** Tasks and exercises **
**1)** In the Gary Gordon interview text, the bio calls him a reputable and trusted investor advocate. Explain, in one to three sentences, the credential the bio gives as the basis for that standing.
**2)** Write the next part of the Gary Gordon interview text, starting after its final sentence about his daughter.

** Text for analysis **
INTERVIEW WITH GARY GORDON, PRESIDENT OF PACIFIC PARK FINANCIAL, INC.
I recently had the chance to interview Gary Gordon, a very well-known Registered Investment Manager and expert on exchange traded funds(ETFs).
Bio: Gary A. Gordon, MS, CFP® is the president of Pacific Park Financial, Inc., a Registered Investment Adviser with the SEC. He has more than 22 years of experience as a personal coach in “money matters,” including risk assessment, small business development and portfolio management. Gary is often asked to consult as an educator. He has taught financial concepts in Mexico, Singapore, Hong Kong, Taiwan and the United States. As a Certified Financial Planner™ (CFP®), Gary has distinguished himself as a reputable and trusted investor advocate. He writes commentary for ETF Expert, Seeking Alpha and The Street. Gary’s participation on local and national radio has spanned more than a decade, and he currently hosts the ETF Expert Show. Gary has lived in the Orange County community for 15 years. He is a “good sport” when his wife, Denise, beats him at Scrabble. Most of all, Gary takes special pride in a not-so-little energizer… his 16-year old daughter, Wei Elizabeth Gordon.

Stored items
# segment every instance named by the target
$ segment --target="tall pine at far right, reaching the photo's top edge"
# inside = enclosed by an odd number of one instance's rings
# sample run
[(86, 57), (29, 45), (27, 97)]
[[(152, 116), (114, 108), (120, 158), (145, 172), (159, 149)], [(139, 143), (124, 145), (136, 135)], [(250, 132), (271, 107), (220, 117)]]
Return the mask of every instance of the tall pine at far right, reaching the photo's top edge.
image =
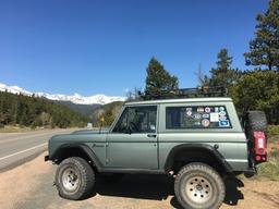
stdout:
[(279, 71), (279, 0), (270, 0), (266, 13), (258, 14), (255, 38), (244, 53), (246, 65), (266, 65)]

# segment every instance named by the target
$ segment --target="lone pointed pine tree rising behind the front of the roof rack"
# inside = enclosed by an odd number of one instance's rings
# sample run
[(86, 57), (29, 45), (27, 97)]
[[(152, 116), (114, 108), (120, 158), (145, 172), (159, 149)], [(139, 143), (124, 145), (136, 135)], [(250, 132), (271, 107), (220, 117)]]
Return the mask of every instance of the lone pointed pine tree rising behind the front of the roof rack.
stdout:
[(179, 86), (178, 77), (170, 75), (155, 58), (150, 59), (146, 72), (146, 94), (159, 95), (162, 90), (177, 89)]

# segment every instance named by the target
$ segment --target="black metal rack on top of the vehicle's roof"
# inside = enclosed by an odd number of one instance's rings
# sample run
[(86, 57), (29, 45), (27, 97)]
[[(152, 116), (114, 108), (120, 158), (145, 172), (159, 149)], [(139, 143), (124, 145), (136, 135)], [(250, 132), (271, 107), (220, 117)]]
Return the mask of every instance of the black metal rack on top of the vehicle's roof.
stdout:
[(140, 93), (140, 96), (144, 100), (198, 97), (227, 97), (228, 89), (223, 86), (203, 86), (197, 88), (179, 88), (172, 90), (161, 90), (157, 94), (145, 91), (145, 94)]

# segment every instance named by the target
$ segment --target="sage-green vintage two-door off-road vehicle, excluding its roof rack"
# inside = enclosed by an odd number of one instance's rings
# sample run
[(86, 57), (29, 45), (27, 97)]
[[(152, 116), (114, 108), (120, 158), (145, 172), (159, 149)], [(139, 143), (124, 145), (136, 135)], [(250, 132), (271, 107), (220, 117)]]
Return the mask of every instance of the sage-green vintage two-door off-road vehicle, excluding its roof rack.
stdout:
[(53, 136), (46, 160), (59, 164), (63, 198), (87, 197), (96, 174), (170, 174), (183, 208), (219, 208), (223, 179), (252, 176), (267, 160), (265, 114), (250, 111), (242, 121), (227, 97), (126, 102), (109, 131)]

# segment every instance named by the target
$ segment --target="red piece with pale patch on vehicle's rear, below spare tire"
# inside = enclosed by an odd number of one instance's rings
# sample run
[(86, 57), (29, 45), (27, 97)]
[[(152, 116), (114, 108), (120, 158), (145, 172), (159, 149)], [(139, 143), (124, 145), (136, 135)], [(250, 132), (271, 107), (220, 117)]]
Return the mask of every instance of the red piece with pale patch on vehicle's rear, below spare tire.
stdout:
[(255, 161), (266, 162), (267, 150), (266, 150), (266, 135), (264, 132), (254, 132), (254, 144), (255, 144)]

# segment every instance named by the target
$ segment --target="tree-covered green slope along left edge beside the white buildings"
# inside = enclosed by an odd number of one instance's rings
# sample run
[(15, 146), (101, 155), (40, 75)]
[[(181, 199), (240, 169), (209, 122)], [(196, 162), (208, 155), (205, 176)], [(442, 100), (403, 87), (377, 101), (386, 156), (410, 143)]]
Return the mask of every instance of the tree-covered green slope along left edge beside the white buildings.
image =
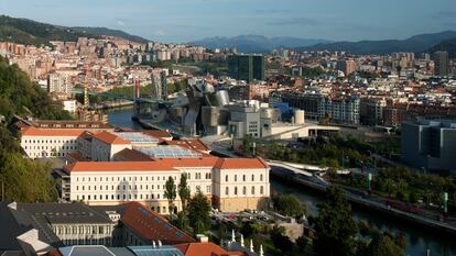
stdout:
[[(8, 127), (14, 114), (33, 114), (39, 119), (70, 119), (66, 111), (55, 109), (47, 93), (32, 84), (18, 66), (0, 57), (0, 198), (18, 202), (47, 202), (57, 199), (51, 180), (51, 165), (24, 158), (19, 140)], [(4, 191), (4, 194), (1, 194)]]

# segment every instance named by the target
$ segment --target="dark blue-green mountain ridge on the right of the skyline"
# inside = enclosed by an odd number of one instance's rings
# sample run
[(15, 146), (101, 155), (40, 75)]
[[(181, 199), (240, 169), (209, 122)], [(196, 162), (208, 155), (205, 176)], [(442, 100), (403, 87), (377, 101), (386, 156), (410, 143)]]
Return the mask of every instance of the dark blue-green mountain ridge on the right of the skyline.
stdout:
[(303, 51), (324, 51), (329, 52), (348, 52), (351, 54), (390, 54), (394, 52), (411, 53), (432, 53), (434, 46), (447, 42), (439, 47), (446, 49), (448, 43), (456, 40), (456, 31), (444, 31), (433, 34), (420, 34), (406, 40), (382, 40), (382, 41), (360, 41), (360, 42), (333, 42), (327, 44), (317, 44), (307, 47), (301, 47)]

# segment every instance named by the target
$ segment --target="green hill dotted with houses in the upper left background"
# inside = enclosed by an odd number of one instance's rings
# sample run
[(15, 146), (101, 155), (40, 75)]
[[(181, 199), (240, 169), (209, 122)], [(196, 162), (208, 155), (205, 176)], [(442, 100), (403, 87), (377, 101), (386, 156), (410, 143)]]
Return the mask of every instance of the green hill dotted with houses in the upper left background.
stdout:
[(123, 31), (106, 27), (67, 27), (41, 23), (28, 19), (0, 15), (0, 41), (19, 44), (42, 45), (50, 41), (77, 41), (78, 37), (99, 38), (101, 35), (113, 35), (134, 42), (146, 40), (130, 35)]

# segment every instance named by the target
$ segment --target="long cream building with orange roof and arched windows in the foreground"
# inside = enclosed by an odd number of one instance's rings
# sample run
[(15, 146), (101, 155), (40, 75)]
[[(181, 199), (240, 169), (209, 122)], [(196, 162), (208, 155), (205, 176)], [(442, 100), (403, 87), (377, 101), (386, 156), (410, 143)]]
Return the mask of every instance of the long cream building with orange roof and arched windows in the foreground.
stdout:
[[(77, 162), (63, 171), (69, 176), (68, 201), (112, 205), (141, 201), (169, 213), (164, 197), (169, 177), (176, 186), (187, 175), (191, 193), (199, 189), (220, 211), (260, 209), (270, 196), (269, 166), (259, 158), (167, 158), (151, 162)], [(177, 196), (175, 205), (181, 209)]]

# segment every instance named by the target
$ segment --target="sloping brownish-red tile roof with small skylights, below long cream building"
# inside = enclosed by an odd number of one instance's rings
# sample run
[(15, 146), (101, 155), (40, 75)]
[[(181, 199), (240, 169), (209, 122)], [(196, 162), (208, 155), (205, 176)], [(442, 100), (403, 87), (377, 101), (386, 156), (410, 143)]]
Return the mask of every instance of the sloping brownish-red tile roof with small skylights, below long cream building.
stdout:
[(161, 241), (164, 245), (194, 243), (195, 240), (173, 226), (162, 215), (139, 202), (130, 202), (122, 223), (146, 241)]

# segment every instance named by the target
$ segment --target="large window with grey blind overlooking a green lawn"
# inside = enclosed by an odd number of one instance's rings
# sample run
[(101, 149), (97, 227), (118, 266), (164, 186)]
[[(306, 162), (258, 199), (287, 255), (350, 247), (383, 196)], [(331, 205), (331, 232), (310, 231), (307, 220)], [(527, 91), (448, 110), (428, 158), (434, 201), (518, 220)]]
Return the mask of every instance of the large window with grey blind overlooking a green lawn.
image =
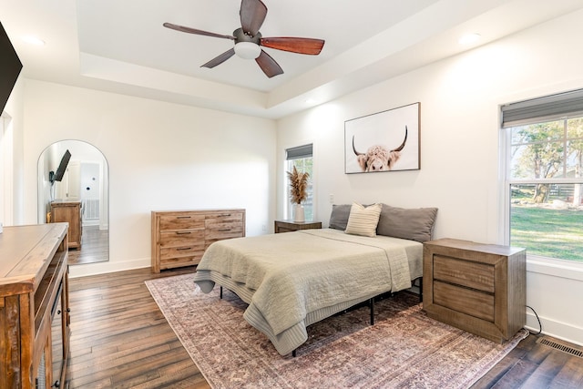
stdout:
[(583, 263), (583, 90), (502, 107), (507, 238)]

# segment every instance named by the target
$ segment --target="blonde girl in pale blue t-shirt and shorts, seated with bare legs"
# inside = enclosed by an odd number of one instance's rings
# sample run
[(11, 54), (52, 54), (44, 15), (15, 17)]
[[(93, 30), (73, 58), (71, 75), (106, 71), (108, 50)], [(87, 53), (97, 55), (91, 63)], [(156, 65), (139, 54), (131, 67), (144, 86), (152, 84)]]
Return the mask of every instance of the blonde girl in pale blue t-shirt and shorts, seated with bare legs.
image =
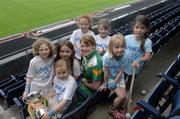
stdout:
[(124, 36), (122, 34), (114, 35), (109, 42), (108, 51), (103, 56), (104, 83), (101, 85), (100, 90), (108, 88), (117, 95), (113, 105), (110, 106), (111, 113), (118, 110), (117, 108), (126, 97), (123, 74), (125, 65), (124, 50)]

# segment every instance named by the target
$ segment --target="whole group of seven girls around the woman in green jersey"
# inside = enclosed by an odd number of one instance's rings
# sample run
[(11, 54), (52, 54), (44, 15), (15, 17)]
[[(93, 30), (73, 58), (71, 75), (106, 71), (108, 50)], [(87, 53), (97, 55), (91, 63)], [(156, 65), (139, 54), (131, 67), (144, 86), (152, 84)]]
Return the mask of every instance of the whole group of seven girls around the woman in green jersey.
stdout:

** Written responses **
**1)** The bio ties that standing to his being a Certified Financial Planner (CFP®). It says that in this capacity Gary has distinguished himself as a reputable and trusted investor advocate.

**2)**
Can you tell us about your firm?
GG: Pacific Park Financial, Inc. is a Registered Investment Adviser with the SEC. Our enthusiastic team serves clients locally in Orange County, California, as well as throughout the United States. We also invest on behalf of U.S. citizens who are living abroad. Our mission at Pacific Park is to treat money with personal care. Specifically, we invest your dollars the way we would invest for members of our family. In fact, we place the needs and desires of clients at the forefront of every investment decision that we make. At Pacific Park, we do not sell investment products for a commission. We simply provide a genuine service for a fair price.
What is ETF expert?
GG: It is a web log that makes the world of ETFs easier to understand. In 2005, it was one of the most visited web sites (web logs) concerning exchange-traded funds in the U.S. As the popularity of ETFs exploded alongside the 2007-2009 bear, however, investors garnered info from larger web portals (e.g., WSJ, Street.com, Minyanville, Seeking Alpha, Morningstar, CNBC, ETFTrends, etc.). Today, I let larger web portals feature/republish my content. Most of the content that I produce is read by tens of thousands of eyeballs at other web sites.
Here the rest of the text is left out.